* Requirements
Copy the rows below, swapping every "shelf-layout reference" for "store-map reference" and keeping everything else the same. Leave the pictures out.

----------------------------------------

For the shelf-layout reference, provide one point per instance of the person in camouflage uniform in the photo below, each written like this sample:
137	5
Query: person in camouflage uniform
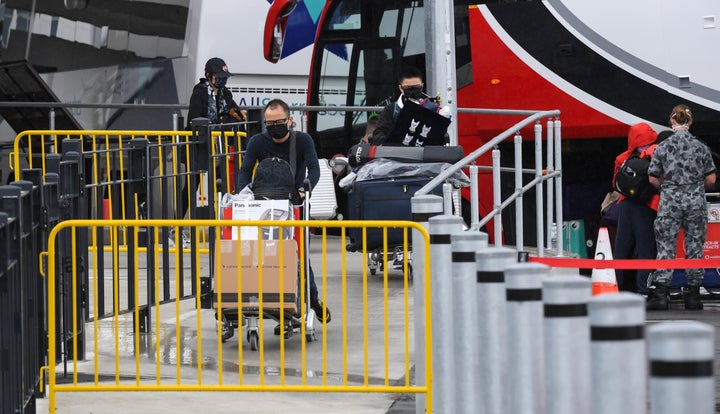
681	168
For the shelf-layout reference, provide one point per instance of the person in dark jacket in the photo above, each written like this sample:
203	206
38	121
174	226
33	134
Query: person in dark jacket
635	219
411	88
681	168
275	142
211	98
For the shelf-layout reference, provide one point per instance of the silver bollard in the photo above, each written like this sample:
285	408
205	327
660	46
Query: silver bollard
618	358
681	367
467	335
567	344
441	227
526	382
423	207
492	325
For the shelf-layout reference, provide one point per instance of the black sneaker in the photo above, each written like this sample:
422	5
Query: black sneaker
318	308
292	322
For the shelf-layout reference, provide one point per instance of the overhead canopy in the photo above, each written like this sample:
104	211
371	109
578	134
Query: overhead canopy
19	82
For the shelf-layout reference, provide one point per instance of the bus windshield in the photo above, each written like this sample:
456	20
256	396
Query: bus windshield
360	49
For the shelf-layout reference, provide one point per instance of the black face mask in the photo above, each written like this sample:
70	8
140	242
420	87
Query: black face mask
220	82
413	92
277	131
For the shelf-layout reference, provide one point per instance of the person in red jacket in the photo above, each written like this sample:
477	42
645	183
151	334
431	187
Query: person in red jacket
635	232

----------------------------------------

* Result
For the store-map reference, provide one point per instance of the person in camouflage uniform in the photo below, each written like this sample:
137	5
Query: person in camouflage uniform
681	168
For the store-map reference, provide one point per instance of the person in dark jacket in the photo above, each written like this sample:
203	206
38	121
174	226
33	134
Query: person in dark jacket
635	219
411	88
681	168
275	142
211	98
For the store-map reference, provide one point per instance of the silver bollard in the photo above, each written like this sample:
285	408
205	327
660	46
Query: silver bollard
618	358
681	367
467	335
567	344
441	227
526	382
423	207
492	325
For the store-map reference, provide one point per instance of the black sneaker in the photo above, each written like this sample:
422	5
Query: black sneaker
318	308
292	322
For the store-map reference, provide one point per instance of the overhead canopy in the photo above, each written like this sample:
104	211
371	109
578	134
Query: overhead canopy
19	82
For the store-map reference, provide one point per instance of the bus windshield in the photo above, each written like this sample:
456	20
256	396
Query: bus windshield
360	49
For the store-map reference, provide one point per instance of the black face mask in the photo above, each written like this sample:
70	8
140	242
420	87
Query: black face mask
220	82
413	92
277	131
For the store-map reference, provide one point per instance of the person in red jacket in the photo above, each written like this sample:
477	42
645	183
151	334
431	187
Query: person in red jacket
635	232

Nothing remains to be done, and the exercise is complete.